### DATA FOR PROCESSING
----------------------------------------
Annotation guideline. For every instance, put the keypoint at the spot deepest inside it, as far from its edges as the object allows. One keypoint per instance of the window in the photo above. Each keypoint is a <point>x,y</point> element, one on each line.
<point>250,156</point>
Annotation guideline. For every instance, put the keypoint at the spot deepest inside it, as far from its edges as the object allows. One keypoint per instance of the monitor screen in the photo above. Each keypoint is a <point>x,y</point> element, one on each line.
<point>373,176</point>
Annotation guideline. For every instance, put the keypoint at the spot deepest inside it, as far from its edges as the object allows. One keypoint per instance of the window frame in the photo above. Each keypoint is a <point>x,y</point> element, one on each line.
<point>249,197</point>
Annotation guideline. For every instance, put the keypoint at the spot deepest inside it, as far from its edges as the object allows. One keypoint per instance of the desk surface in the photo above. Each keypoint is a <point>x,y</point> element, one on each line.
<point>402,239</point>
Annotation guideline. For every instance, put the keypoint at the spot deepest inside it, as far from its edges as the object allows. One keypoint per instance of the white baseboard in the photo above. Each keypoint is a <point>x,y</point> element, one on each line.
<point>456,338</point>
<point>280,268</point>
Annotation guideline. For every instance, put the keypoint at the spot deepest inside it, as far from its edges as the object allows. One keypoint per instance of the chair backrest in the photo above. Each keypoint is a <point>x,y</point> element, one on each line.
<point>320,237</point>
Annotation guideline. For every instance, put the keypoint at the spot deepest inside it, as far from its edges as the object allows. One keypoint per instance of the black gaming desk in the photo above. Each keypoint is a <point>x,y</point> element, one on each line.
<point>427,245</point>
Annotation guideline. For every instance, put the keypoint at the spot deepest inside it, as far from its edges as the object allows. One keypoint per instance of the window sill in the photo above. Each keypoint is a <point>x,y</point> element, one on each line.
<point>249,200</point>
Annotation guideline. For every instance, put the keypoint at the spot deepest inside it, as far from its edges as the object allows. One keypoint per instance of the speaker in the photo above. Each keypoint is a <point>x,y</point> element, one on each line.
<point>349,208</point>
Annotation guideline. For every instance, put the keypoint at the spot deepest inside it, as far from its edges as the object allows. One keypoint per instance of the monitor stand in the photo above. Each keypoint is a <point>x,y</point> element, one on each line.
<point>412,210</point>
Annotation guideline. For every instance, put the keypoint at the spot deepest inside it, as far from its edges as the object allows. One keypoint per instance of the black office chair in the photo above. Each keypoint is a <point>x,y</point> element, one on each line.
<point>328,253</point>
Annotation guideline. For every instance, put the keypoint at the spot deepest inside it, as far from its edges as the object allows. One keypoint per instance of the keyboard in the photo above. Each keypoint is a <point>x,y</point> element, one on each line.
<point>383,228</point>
----------------------------------------
### WRITTEN TASK
Starting at the first line and stopping after the line that contains "<point>373,176</point>", give these lines as a two-column CSV with the headers instruction and answer, one row per instruction paired with the answer after it. Put each value in a single quoted field, replacing any line breaks with spaces.

### TASK ANSWER
instruction,answer
"Annotation guideline. For every instance, put the keypoint at the spot deepest inside it, as far from its edges as the object allows. One keypoint per instance of the window in the photo above. Each keypoint is a <point>x,y</point> element, one on each line.","<point>250,156</point>"
"Annotation guideline. For every instance, put the keypoint at the spot deepest inside it, as far from its edges as the object allows. One keypoint per instance of the monitor screen in the photo above. Each keypoint is a <point>x,y</point> element, one on each line.","<point>373,176</point>"